WHAT TO DO:
Repeat the records below word for word and omit each image.

»»

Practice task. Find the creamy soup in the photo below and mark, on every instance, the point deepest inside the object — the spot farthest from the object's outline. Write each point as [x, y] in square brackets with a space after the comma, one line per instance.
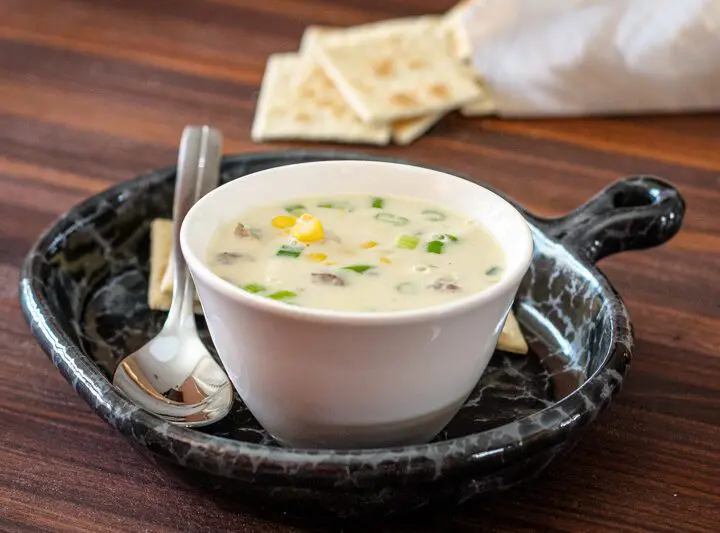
[356, 253]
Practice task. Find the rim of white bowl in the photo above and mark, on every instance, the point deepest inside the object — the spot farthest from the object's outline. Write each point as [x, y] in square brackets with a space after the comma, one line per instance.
[511, 275]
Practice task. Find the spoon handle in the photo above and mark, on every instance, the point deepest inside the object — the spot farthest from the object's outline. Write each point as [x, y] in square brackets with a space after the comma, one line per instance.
[198, 173]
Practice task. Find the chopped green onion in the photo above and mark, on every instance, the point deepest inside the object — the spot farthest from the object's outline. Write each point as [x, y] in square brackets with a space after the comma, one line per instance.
[335, 205]
[407, 242]
[433, 216]
[406, 288]
[392, 219]
[287, 250]
[282, 295]
[294, 209]
[435, 247]
[360, 269]
[253, 288]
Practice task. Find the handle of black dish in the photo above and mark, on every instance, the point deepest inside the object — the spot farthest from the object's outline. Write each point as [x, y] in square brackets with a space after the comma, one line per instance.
[631, 214]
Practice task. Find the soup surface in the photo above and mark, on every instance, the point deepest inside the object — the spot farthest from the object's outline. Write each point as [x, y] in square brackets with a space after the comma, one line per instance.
[356, 253]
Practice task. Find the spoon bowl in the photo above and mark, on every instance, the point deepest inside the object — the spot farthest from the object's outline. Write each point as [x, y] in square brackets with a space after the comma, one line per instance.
[173, 375]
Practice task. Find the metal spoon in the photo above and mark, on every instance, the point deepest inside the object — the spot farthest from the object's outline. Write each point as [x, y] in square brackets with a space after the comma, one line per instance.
[173, 375]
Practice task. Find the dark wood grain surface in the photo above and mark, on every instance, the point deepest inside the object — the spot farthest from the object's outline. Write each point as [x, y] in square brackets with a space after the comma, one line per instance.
[93, 92]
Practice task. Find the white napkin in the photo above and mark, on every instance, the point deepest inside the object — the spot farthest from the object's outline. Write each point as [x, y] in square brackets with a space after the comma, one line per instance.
[585, 57]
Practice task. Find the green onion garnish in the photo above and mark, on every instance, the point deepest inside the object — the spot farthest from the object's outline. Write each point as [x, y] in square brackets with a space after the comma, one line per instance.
[286, 250]
[360, 269]
[335, 205]
[392, 219]
[254, 288]
[407, 242]
[433, 216]
[294, 209]
[282, 295]
[435, 247]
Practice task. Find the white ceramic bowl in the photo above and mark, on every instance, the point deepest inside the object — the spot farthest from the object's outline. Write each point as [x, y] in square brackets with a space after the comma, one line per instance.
[323, 379]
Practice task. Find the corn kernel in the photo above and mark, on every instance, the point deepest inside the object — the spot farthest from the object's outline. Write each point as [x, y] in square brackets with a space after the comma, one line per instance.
[308, 229]
[283, 221]
[318, 258]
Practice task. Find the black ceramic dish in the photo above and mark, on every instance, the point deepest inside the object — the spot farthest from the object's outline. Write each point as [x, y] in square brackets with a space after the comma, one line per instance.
[83, 291]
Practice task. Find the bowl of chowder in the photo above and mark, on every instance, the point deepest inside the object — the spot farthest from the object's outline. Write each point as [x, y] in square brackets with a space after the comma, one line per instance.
[355, 304]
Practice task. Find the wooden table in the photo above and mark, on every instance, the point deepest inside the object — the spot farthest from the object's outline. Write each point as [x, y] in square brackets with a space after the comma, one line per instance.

««

TASK RESULT:
Practice task. Find the creamy soup in the photo below and mark, on every instance, the point deepest inside the object — the spot farthest from the object's outline. Write each point as [x, y] in square brackets with a space after the comma, one line per instance.
[356, 253]
Practice task. Find the rim of white bowl in the photo above and mark, on every instance, the point deepest inside the object — the spot farthest from the object's outline. Write each point as [x, y] in square brackets with a space after the comma, one line per instance.
[511, 275]
Practice task. Find the spoon handle in the photo above and mark, on every instance, the point deepest inside the object — the spot farthest from the object's outline. Write each point as [x, y] in square brackets with a space after the comma, one line per instance.
[198, 173]
Practice task. Find the chopped green onion in the photo above and mark, on every instance, the point deepest inside the object — the spot farthest from the object's outline. Write each point as [x, y] in square brackets with a space after the comma, one line per instance.
[335, 205]
[407, 242]
[433, 216]
[406, 288]
[392, 219]
[287, 250]
[282, 295]
[294, 209]
[435, 247]
[360, 269]
[253, 288]
Practice task. Find the handle of black dish in the photo above and mark, on every instance, the point deepest inside the object — the spot farthest from the object's outline. Write each point as [x, y] in square brackets with a space after the comma, one line per instance.
[631, 214]
Practice task. Find the soup surface in the photo above and mark, on every instance, the point deepest inside the object — the spot farthest from the object's outline. Write each point as [x, y] in square brackets with a space after the comma, one line per instance.
[356, 253]
Practice task. Find the spoon bowl in the photo above and mark, on every instance, the point deepest inside the object — the spot farthest from the object's outline. Write each point as [x, y] in square brackets with a space after the comma, one line per instance.
[173, 375]
Practice task. Find the metal spoon in the photo above and mark, on every instance, the point deepest inside the object — the spot farthest from the object's outline. Write each point as [x, y] in square brackets with a space after the comma, one line per instance.
[173, 375]
Practice task. Find the dark wood grain surface in the photo above and mark, on every instance, the point deepest inside the object — the spot farthest from the object's outline. Write each point as [x, y] in square brackets with a space after the comma, one line per instance.
[93, 92]
Practice task. Find the white napkin in the photo above and mark, on every instance, the point deepest inside the object — the spot farthest from the object's outline. Write each point as [x, y] in square brackets with a space after the comma, one line per instance.
[585, 57]
Practice task. Find the green onion garnish in the photo above and mark, on every instance, the point deepest inside the object — the spot farthest from the object's outline. Write each point as [x, y] in square brackets with a space after the comma, one line per instance.
[286, 250]
[360, 269]
[335, 205]
[392, 219]
[254, 288]
[407, 242]
[433, 216]
[294, 209]
[282, 295]
[435, 247]
Practice task. Find the white ceramic bowl in the photo above and mark, on every instance, the point deepest inside the object — the spot farthest from the object's outline. Write each point as [x, y] in square brackets with a space after the comma, one line per instance.
[323, 379]
Practice task. Find the corn kernel in the photo above and mark, on every instance, the point deepest inside the object — the spot farthest from the object's outline. Write each point as [x, y] in square brackets with a space after the comma, one line per instance.
[308, 229]
[283, 221]
[318, 258]
Practice task. Find the black ceramic dish in the photo above and mark, on every instance, the point deepest inside the object — the spot farthest from the object's outline. Write each point as [x, y] in square brackets with a space after the comma, one line per instance.
[83, 291]
Practice task. Find the bowl of chowder in the photo above and mark, on every instance, the point deepest inside the object — the spot farthest from the object's outline. Write each point as [x, y] in square brackets with a space after the comma, one line per instance.
[355, 304]
Practice task. Find the wooden table in the photo above and mark, on every instance, the point deepest inside the object — the spot farthest from the object's outline. Write each point as [x, y] in square brackets with a space after the comma, one line per instance.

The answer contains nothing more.